» **Lesetext**:
Das Vorbringen des Beklagten zu 2) im Schriftsatz vom 12.1.2000 rechtfertigt keine andere Beurteilung. Dass der Treuhänder Dr. H. Mehrheitsgesellschafter der P.-GmbH war, die den Sachwert-Plus-Fonds Nr. 2 M. vertrieb und vermarktete und bei welcher der Beklagte zu 2) selbst als Anlageberater tätig war, ist für die Beurteilung der Wirksamkeit der dem Treuhänder erteilten Kreditvollmacht nicht von rechtlicher Bedeutung. Auch wenn der Treuhänder als Gesellschafter der P. GmbH ein wirtschaftliches Interesse am Vertrieb der Fonds-Anteile hatte, war er dadurch rechtlich nicht gehindert, in Vollmacht der Kläger einen Kreditvertrag für diese zu schließen; ein Insichcgeschäft (§ 181 BGB) lag nicht vor. Im Übrigen behaupten die Beklagten auch selbst nicht, dass der Treuhänder Dr. H. ihre Interessen bei Ausführung des Treuhandvertrages und insbesondere bei Abschluss des Kreditvertrages missachtet und dadurch den Treuhandvertrag verletzt hätte. Vielmehr hatte der vom Treuhänder Dr. H. für die Beklagten mit der Klägerin geschlossene Kreditvertrag marktübliche Konditionen, über welche die Beklagten mit Schreiben der Klägerin vom 22.2.1994 im Einzelnen informiert wurden und die von den Beklagten weder vorprozessual noch im vorliegenden Rechtsstreit als unangemessen angegriffen werden.

» **Bereitgestellte Datensätze**:
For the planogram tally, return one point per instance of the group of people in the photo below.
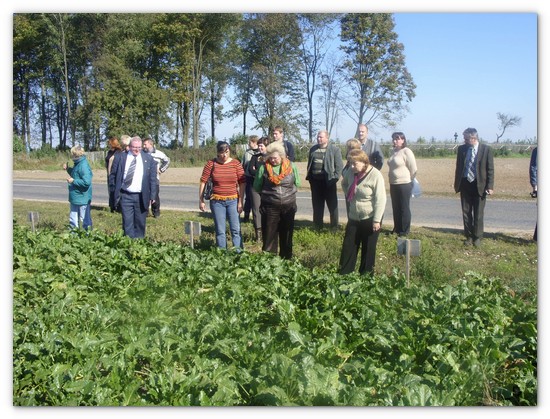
(265, 182)
(133, 170)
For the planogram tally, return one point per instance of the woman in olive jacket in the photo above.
(80, 189)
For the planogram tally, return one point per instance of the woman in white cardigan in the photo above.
(402, 171)
(365, 193)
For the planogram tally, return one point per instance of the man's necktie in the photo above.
(130, 174)
(471, 166)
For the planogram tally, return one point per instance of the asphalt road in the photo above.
(503, 216)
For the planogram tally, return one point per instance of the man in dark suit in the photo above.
(474, 179)
(133, 180)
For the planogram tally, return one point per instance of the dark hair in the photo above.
(264, 141)
(222, 146)
(472, 132)
(399, 134)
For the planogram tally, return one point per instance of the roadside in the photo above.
(435, 176)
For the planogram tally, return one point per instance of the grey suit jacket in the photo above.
(148, 182)
(485, 169)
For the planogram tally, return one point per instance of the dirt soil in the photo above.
(435, 176)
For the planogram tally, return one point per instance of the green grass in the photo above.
(443, 259)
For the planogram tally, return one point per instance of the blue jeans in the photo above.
(80, 214)
(222, 211)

» **Aufgaben zur Übung**:
1/ Beantworten Sie anhand des Urteilsauszugs:
(a) Von welchem Datum ist der Schriftsatz des Beklagten zu 2)?
(b) Welche Stellung hatte der Treuhänder Dr. H. in der P.-GmbH?
(c) Wodurch wurden die Beklagten über die Konditionen des Kreditvertrages im Einzelnen informiert?
2/ Knüpfen Sie an den letzten Satz des Urteilsauszugs an und führen Sie den Urteilsauszug fort.

» **Lösungen**:
1/
(a) Vom 12.1.2000.
(b) Er war Mehrheitsgesellschafter der P.-GmbH.
(c) Durch ein Schreiben der Klägerin vom 22.2.1994.

2/
Nach alledem war die Kreditvollmacht vom 15.12.1993 wirksam und damit der vom Treuhänder geschlossene Kreditvertrag vom 28.12.1993 für die Beklagten bindend.

Dass dieser Kreditvertrag selbst nicht gegen die Vorschriften des Verbraucherkreditgesetzes verstieß, ist außer Streit. Eine Unwirksamkeit des Kreditvertrages aus anderen Gründen ist weder substantiiert dargelegt noch ersichtlich.

Soweit die Beklagte zu 1) vorbringt, der Kreditvertrag sei sittenwidrig, weil sie als den Haushalt versorgende Ehefrau damals über keine Einkünfte verfügt habe, um das finanzielle Engagement zu erfüllen, reicht dies allein ­ ohne Hinzutreten weiterer Umstände ­ nicht aus, um eine Sittenwidrigkeit des Kreditvertrages nach § 138 Abs. 1 BGB anzunehmen. Denn ein Schuldner hat grundsätzlich selbst zu prüfen und zu entscheiden, wo die Grenzen seiner Leistungsfähigkeit liegen. Davon abgesehen behauptet die Beklagte zu 1) selbst nicht, dass der Klägerin die finanziellen Verhältnisse der Beklagten zu 1) bekannt gewesen wären, so dass es auch auf Seiten der Klägerin an den subjektiven Voraussetzungen der Sittenwidrigkeit fehlt.

Wucher nach § 138 Abs. 2 BGB scheidet schon deshalb aus, weil die Konditionen des Kreditvertrages marktüblich waren.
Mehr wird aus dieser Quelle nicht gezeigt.